Assignment —
Without the pictures, copy all the entries below exactly.

---------- Provided material ----------

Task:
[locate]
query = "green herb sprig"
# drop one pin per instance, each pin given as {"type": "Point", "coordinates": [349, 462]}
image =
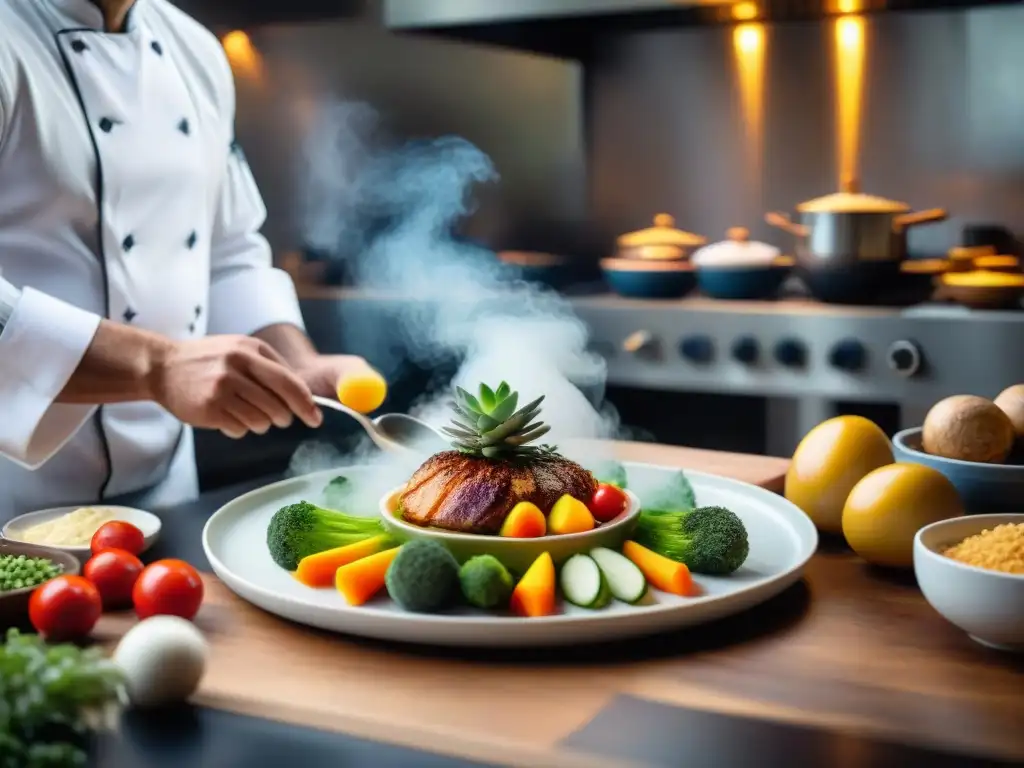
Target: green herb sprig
{"type": "Point", "coordinates": [52, 698]}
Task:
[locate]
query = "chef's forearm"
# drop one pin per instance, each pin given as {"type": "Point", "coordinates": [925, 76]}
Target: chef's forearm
{"type": "Point", "coordinates": [120, 366]}
{"type": "Point", "coordinates": [290, 341]}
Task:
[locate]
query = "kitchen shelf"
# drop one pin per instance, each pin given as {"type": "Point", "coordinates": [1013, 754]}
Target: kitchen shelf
{"type": "Point", "coordinates": [571, 29]}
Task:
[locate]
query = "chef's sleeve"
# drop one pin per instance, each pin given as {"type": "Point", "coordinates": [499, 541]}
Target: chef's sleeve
{"type": "Point", "coordinates": [247, 293]}
{"type": "Point", "coordinates": [42, 342]}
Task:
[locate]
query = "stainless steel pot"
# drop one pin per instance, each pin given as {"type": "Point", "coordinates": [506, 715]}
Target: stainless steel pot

----------

Task solution —
Task:
[locate]
query = "green herb sprig"
# drop one pin per instance, each pin given as {"type": "Point", "coordinates": [349, 462]}
image =
Target: green herb sprig
{"type": "Point", "coordinates": [52, 698]}
Task:
[locate]
query = "chef's forearm"
# drop one pin per instance, each pin given as {"type": "Point", "coordinates": [925, 76]}
Target: chef's forearm
{"type": "Point", "coordinates": [120, 366]}
{"type": "Point", "coordinates": [290, 341]}
Task:
[locate]
query = "kitchen shelf"
# drop one pin per instance, each pin given as {"type": "Point", "coordinates": [1013, 754]}
Target: kitchen shelf
{"type": "Point", "coordinates": [571, 29]}
Task:
[locate]
query = "chef's sleeve"
# drop one pin per instance, each pin given as {"type": "Point", "coordinates": [499, 541]}
Target: chef's sleeve
{"type": "Point", "coordinates": [247, 293]}
{"type": "Point", "coordinates": [42, 342]}
Task:
[locate]
query = "stainless steel pot"
# drop one pin per instance, each pin given as {"type": "Point", "coordinates": [506, 715]}
Target: stainless steel pot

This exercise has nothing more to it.